La Banque Cantonale Vaudoise (BCV) a publié jeudi un bénéfice consolidé en recul de 6% à 440,6 millions de francs au titre de l’exercice 2024. Malgré cette baisse, il s’agit du deuxième meilleur résultat de l’histoire de la banque, a mis en perspective Thomas W. Paulsen, directeur financier de la BCV. La banque cantonale proposera au vote de l’assemblée générale un dividende de 4,40 francs pour l’exercice 2024, comparé à 4,30 francs en 2023 et de 3,80 francs en 2022. Profitant de taux en baisse l’an dernier en Suisse, l’établissement vaudois a bénéficié d’une forte croissance des crédit hypothécaires (+8%) dans un marché immobilier toujours jugé dynamique. Le point avec Thomas W. Paulsen qui commente ces résultats ainsi que les perspectives concernant l’évolution des taux d’intérêt.
En Suisse, l’inflation a continué de reculer en janvier à 0,4%, contre 0,6% en décembre. Aux Etats-Unis, les taux d’intérêt des emprunts d’Etat à 10 ans sont remontés cette semaine, notamment suite à la publication de chiffres d’inflation plus élevée qui a atteint 3% en janvier. Comment un établissement dont les activités sont largement diversifiées comme la BCV peut-il anticiper l’évolution des taux d’intérêt pour les prochains mois et trimestres?
La dynamique des taux d’intérêt est un aspect crucial dans notre domaine d’activité. Et le fait que les taux d’intérêt évoluent de manière très différente dans différentes régions du monde doit être pris en compte.
«S’il fallait revenir aux taux négatifs, leur acceptation serait probablement un peu plus facile qu’il y a dix ans.»
Le dollar a sa propre dynamique, porté par la croissance toujours soutenue de l’économie américaine. Jusqu’à il y a un peu plus d’un an, on pensait que le sujet était simple: la Fed allait diminuer ses taux, le temps que l’inflation retombe aux environs de 2%. Or, on voit que l’inflation remonte aux Etats-Unis depuis quelques mois. Les sanctions utilisées comme menace par le gouvernement américain envers certains pays pourrait contribuer à renchérir le coûts de la vie pour les Américains. S’y ajoute une dynamique politique très compliquée outre-Atlantique avec un jeu de pouvoir entre l’administration et la Fed. C’est une dynamique qui est très difficile à prévoir.

··········

**Travail à faire**
1 > Répondez à ces questions sur l'article sur la BCV :
(a) De combien le bénéfice consolidé de la BCV a-t-il baissé pour l'exercice 2024 ?
(b) À combien l'inflation en Suisse s'élevait-elle en janvier ?
(c) Qu'est-ce qui porte le dollar, selon l'article ?
2 > Écrivez la suite de l'article sur la BCV à partir de sa dernière phrase.
Le listing ci-dessous est indépendant de l'article sur la BCV.

Éléments issus d'un jeu de données
··········

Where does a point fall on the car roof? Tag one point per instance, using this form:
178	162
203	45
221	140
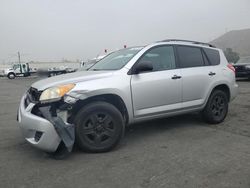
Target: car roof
186	42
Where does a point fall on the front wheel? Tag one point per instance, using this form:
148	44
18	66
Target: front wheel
216	108
99	127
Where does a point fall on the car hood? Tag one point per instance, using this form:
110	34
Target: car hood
70	78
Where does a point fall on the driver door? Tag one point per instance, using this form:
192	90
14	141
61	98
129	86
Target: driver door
160	90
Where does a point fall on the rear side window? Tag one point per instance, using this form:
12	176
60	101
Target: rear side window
162	58
190	56
213	56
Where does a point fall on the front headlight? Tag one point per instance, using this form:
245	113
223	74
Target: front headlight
55	93
247	66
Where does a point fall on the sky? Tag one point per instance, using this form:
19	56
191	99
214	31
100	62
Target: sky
52	30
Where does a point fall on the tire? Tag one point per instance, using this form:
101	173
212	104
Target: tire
99	127
216	108
11	75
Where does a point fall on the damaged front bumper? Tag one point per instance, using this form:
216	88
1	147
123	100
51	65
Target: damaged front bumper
46	130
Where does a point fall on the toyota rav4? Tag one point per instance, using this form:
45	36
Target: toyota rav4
91	108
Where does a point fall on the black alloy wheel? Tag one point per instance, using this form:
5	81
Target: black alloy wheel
99	127
216	108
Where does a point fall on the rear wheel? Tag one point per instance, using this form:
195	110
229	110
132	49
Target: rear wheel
99	127
11	75
216	108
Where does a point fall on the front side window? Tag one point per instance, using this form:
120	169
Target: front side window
190	56
162	58
116	60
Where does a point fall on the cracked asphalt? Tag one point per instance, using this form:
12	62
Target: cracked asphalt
180	151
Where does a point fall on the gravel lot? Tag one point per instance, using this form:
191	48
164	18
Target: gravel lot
181	151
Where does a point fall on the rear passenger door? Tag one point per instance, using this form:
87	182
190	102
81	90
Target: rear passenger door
159	90
196	75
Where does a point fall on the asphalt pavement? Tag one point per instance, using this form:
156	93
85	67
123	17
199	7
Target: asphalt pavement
181	151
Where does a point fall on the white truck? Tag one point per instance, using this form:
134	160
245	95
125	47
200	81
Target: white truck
18	69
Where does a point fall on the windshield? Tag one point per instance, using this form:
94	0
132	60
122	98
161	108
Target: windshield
244	60
116	60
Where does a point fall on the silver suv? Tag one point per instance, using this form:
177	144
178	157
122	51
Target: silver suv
91	108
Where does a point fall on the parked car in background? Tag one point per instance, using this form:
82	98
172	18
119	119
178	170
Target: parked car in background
242	68
17	69
166	78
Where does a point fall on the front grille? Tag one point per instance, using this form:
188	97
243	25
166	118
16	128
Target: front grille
33	94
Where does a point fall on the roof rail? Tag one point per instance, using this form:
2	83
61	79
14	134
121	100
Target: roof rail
190	41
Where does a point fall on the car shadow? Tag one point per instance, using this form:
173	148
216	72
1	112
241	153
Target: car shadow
149	128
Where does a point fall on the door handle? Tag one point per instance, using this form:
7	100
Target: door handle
211	73
176	77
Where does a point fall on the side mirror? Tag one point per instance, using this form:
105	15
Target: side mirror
143	66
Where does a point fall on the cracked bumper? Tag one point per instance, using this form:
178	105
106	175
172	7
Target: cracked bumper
38	131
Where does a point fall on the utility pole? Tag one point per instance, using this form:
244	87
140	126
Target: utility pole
19	59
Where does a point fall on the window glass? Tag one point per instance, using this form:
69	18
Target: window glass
213	56
190	56
162	58
116	60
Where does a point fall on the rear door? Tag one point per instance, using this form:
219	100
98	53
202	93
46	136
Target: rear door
159	90
196	75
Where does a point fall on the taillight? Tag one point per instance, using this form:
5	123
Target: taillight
231	67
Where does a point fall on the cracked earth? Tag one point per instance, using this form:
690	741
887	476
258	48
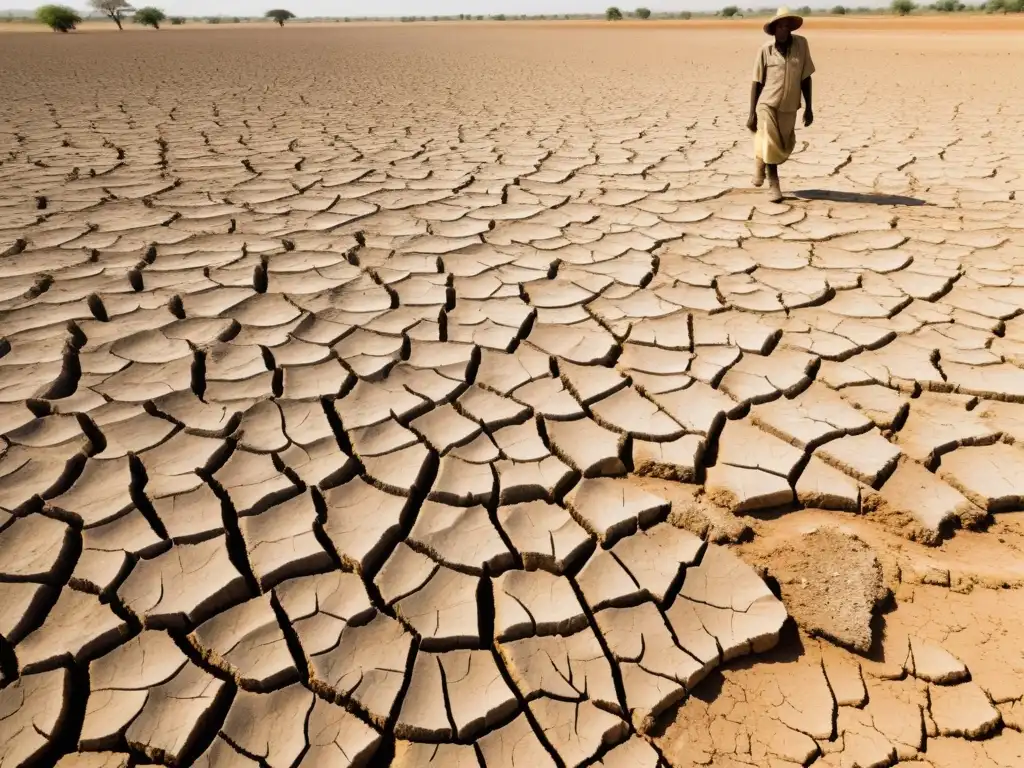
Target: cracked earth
416	396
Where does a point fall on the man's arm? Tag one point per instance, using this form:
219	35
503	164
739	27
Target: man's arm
752	121
805	87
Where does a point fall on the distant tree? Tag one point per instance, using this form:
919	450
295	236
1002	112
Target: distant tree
113	8
280	15
150	16
58	17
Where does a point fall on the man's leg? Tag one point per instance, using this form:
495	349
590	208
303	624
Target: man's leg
759	172
774	187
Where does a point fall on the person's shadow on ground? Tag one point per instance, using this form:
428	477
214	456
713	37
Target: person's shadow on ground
872	199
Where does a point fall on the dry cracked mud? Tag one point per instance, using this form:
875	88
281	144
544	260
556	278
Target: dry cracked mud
434	395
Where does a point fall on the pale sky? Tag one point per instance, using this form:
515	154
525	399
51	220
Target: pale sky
427	7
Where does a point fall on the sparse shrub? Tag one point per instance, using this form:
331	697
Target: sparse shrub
150	16
280	15
58	17
115	9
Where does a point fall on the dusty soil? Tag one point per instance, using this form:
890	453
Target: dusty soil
396	395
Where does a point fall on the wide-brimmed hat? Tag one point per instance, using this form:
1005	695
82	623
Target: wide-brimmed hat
781	13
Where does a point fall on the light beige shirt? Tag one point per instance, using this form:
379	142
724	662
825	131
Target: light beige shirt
781	75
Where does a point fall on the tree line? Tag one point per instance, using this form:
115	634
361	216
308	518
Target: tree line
65	18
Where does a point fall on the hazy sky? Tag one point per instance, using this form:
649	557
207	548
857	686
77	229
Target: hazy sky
420	7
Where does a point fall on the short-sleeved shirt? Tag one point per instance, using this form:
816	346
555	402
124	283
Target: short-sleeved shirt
781	76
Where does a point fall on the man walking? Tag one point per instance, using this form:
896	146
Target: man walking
781	74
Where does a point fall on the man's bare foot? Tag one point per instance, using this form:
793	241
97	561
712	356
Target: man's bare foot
774	188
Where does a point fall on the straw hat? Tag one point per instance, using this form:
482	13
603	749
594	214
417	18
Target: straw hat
783	12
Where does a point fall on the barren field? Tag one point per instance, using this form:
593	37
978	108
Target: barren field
443	395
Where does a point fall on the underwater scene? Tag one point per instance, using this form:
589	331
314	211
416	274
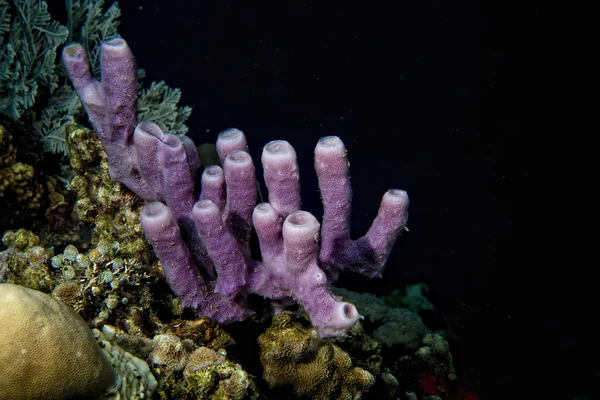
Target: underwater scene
269	200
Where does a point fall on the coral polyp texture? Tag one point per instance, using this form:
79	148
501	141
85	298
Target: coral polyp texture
46	350
203	243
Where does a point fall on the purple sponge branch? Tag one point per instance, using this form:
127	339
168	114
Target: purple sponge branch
212	270
367	255
163	233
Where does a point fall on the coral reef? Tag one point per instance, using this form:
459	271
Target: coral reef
313	367
212	271
18	182
135	378
38	335
391	326
112	209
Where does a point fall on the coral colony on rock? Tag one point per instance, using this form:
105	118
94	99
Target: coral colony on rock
128	229
203	244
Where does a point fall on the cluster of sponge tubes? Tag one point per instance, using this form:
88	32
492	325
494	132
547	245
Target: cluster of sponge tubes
203	244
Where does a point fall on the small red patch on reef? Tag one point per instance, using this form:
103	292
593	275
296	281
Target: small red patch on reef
433	385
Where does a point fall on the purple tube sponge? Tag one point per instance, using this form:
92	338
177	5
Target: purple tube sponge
211	270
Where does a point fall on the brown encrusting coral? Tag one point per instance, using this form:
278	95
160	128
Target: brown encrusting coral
314	368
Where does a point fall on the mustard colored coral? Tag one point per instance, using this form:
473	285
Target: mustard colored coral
17	178
47	351
314	368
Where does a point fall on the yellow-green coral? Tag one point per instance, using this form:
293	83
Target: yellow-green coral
17	178
25	262
109	206
314	368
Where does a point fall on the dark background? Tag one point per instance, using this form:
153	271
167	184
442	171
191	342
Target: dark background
443	99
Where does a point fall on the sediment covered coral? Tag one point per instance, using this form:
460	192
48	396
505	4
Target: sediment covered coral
313	367
204	245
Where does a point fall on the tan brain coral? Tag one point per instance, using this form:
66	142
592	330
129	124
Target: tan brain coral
46	350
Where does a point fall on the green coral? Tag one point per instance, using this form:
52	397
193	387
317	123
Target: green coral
188	371
315	368
25	262
109	206
28	57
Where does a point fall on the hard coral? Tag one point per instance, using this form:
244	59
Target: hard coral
46	350
313	367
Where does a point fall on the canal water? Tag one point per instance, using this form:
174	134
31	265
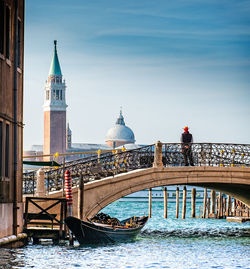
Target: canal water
163	243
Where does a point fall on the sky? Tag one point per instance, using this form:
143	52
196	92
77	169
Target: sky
168	64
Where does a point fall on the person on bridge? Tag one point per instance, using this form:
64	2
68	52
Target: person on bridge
187	140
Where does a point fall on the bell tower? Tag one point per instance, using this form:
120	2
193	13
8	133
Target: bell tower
54	109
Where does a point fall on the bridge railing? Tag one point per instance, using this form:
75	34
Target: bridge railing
208	154
93	168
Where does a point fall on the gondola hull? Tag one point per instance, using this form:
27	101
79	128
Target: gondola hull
91	233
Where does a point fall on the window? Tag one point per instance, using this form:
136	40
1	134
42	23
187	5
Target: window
19	43
1	26
7	140
1	148
7	40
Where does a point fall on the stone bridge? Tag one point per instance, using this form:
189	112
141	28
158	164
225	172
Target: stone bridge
107	178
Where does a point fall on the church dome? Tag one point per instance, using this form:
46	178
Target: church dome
120	134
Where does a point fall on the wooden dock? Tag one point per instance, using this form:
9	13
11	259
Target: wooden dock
41	219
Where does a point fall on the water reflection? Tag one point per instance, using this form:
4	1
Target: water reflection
11	258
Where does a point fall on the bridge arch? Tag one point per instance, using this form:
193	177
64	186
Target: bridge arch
234	181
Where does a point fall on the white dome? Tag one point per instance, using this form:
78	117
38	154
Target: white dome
120	133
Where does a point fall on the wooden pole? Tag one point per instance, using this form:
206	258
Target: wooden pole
80	197
204	203
150	203
229	206
177	202
208	206
213	198
184	200
220	205
193	201
234	214
224	207
165	203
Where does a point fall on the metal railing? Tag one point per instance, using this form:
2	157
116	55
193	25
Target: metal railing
92	168
111	164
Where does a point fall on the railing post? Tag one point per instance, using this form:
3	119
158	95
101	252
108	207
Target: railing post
40	186
193	201
158	155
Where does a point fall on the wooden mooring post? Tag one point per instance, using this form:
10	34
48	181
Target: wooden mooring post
150	203
184	200
229	206
80	198
204	203
213	199
193	202
177	202
165	194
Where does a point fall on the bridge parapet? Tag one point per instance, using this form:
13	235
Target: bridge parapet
158	155
93	168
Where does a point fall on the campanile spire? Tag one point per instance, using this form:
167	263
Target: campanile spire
55	108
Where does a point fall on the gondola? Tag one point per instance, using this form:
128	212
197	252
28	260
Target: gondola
99	233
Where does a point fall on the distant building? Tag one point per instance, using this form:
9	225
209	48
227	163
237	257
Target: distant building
11	116
120	134
58	138
69	138
54	109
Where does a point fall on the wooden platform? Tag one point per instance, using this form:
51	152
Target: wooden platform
43	221
238	219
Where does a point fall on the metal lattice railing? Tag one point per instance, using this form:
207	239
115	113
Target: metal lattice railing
92	168
208	154
110	164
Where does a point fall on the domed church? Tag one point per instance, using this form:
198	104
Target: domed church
120	134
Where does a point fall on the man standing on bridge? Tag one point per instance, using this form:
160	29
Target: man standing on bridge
187	140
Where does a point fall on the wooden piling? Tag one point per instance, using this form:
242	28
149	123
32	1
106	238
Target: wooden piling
80	198
213	198
150	203
220	205
224	207
184	201
204	203
193	202
165	194
208	206
177	202
229	206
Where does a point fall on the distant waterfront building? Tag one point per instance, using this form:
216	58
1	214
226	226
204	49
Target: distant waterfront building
54	109
69	138
11	116
58	138
120	134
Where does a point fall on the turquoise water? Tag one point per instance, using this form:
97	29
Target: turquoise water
163	243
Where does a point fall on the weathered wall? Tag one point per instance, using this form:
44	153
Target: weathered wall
234	181
9	190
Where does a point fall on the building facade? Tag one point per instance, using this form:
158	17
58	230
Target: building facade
120	134
11	116
54	109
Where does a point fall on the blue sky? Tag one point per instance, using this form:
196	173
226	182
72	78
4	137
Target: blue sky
167	63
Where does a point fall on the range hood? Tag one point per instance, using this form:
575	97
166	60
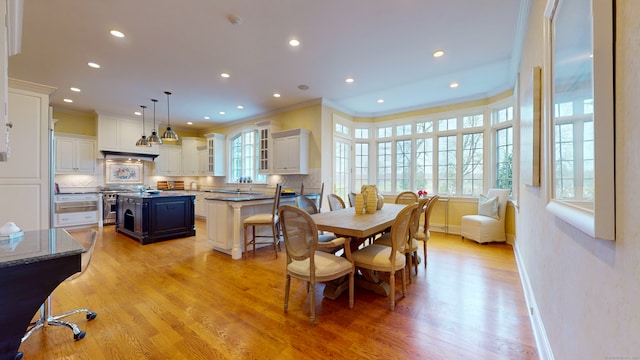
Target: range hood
121	155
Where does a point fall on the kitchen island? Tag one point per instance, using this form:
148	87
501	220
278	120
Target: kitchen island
227	210
152	217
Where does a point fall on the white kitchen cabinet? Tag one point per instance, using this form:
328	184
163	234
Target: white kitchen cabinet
291	151
75	154
216	151
25	186
265	147
168	162
190	160
120	134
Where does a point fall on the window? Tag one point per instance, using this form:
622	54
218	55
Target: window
244	157
504	158
472	162
447	165
361	165
384	166
403	165
424	164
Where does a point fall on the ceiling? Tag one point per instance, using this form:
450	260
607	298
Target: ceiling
385	46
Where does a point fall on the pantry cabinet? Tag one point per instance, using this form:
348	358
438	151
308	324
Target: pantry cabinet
75	154
291	150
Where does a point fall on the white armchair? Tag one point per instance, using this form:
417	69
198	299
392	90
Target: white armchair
488	225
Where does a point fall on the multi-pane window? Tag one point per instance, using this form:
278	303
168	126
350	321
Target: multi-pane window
342	166
447	175
504	158
361	165
447	124
424	164
472	121
403	165
472	163
564	160
384	166
244	157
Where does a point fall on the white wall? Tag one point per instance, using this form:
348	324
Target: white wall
587	291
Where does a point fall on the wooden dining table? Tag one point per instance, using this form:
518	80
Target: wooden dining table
359	227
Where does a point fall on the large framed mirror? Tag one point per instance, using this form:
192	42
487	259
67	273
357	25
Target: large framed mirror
579	109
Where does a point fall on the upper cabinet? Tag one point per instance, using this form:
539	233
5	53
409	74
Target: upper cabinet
215	154
291	151
75	154
265	147
119	134
190	156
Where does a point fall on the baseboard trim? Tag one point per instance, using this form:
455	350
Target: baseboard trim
542	341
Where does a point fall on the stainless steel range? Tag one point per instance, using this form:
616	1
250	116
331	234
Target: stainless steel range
109	197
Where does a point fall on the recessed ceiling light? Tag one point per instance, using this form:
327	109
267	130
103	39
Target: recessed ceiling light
117	33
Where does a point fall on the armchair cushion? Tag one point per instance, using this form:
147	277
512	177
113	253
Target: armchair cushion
488	206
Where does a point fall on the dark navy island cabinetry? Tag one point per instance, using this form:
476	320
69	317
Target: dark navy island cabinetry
150	218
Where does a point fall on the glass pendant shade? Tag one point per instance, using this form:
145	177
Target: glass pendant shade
169	134
154	138
143	139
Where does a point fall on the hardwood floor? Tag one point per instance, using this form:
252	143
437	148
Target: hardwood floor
179	299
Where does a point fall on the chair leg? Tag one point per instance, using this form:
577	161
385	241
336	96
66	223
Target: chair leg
392	291
286	293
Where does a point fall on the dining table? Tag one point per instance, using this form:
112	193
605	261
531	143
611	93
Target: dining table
32	265
359	227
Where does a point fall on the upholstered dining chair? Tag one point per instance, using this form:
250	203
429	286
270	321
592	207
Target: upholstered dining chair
407	197
305	263
89	243
411	244
423	235
269	219
335	202
389	258
488	224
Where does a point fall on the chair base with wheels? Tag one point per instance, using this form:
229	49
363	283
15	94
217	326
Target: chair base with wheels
45	310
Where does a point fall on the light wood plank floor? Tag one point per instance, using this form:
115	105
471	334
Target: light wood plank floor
179	299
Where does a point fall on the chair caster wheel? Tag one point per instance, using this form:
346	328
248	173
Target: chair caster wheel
79	336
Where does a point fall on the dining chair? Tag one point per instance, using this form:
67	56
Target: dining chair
424	235
411	243
335	202
89	244
488	224
305	263
407	197
389	259
352	199
267	219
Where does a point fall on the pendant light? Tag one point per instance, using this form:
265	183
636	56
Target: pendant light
154	138
169	134
143	139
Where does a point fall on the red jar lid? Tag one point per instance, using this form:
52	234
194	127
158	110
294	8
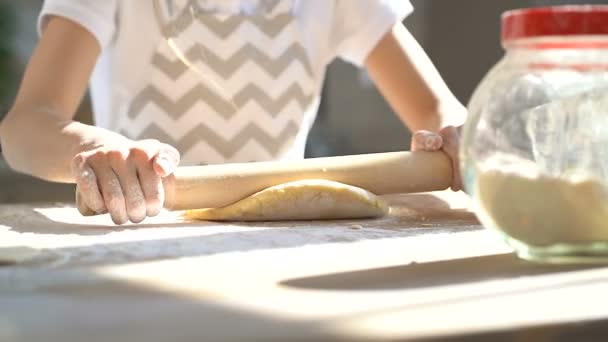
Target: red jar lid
555	21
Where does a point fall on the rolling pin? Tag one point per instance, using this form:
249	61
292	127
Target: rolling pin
215	186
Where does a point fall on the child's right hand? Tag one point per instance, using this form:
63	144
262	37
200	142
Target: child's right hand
125	179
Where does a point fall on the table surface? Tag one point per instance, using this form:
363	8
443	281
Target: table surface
429	270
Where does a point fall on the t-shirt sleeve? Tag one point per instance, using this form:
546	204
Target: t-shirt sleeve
359	25
96	16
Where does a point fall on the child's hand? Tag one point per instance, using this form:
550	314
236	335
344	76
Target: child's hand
448	140
125	179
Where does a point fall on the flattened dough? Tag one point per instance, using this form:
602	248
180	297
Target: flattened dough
300	200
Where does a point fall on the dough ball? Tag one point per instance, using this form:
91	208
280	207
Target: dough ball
299	200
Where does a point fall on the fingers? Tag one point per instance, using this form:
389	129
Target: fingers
125	181
166	161
151	183
426	141
451	141
125	170
110	187
447	140
87	184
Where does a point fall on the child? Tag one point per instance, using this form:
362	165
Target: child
251	95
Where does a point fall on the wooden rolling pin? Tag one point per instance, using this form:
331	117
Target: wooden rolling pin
215	186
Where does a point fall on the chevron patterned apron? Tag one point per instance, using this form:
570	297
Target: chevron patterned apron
244	95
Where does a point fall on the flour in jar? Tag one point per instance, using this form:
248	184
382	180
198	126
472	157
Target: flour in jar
544	210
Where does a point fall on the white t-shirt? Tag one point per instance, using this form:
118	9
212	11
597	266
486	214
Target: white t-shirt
258	68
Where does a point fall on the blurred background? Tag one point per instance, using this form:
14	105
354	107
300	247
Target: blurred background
461	37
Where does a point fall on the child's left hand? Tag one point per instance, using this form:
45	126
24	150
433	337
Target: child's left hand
448	140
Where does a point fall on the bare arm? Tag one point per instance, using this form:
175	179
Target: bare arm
39	137
411	84
38	134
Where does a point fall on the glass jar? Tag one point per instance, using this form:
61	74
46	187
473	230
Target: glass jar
534	152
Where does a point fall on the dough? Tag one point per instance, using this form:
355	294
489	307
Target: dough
15	255
299	200
545	210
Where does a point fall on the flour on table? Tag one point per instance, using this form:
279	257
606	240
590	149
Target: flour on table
299	200
16	254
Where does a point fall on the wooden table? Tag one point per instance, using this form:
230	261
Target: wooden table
427	271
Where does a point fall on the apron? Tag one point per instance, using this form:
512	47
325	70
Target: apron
231	85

··········

**Réponses**
1 >
(a) De 6 %, à 440,6 millions de francs.
(b) À 0,4 %.
(c) La croissance toujours soutenue de l'économie américaine.

2 >
En Europe, il est plus facile d’anticiper une baisse des taux.
La tendance générale va dans le sens d’une baisse des taux directeurs de la part de la BCE. Néanmoins, sur le Vieux Continent, la donne est plus compliquée avec les économies du Sud qui vont plutôt bien, contrastant avec l’Allemagne qui a connu maintenant deux années de récession technique.
Le taux d’endettement élevé a fait du service de la dette un poste énorme au sein de budgets de pays comme la France par exemple, où les coûts de la dette s’approchent du budget de l’éducation.
Comment analysez-vous la situation en Suisse?
En Suisse, la BNS a le défi de gérer la vitesse de l’appréciation du franc par rapport à l’euro et à d’autres monnaies. Au cours des deux dernières décennies, l’économie suisse a montré qu’elle a été à même de gérer une appréciation du franc de près de 50% par rapport à l’euro.
Depuis l’automne dernier, la question du retour aux taux négatifs a refait surface dans les discussions des économistes et analystes. La BCV serait-elle prête à faire face au retour aux taux négatifs?
Sans revenir en détail sur toute la période qui s’est étendue entre 2015 et 2022, on peut estimer que la BNS a habilement géré les taux négatifs, en permettant aux banques de déposer auprès d’elle un certain montant à taux zéro et de protéger ainsi les petits déposants des taux négatifs.
Maintenant, sans faire de pronostic sur un retour ou non aux taux négatifs en Suisse, nous serions à la BCV prêts à y faire face. Cela a été plus difficile en 2015 car tout était nouveau à cette époque. Il y avait aussi plus de résistance du côté de certaines entreprises ou établissements. S’il fallait revenir aux taux négatifs, leur acceptation serait probablement un peu plus facile qu’il y a dix ans.
Si l’on en vient à certains ratios publiés par la BCV jeudi, comment jugez-vous le rapport entre les coûts et les revenus situé à 55,2% en 2024. Serait-il possible de l’améliorer encore?
Je pense que ce ratio est très satisfaisant compte tenu de notre modèle d’affaires. Certes, une pure banque de détail, comme une caisse d’épargne par exemple, peut avoir un ratio cost/income encore plus bas, de l’ordre de 40%. En revanche, pour une banque privée, il se situerait plutôt à 70%, voire plus. A la BCV, nous avons aussi bien des activités de banque de détail (retail) et de la gestion de fortune. C’est la raison pour laquelle ce ratio nous paraît satisfaisant.
Le ratio CET1 est lui situé à 16,8% à fin 2024 contre 17,9% à fin 2023. Est-ce assez ou faudrait-il renforcer un peu plus les fonds propres?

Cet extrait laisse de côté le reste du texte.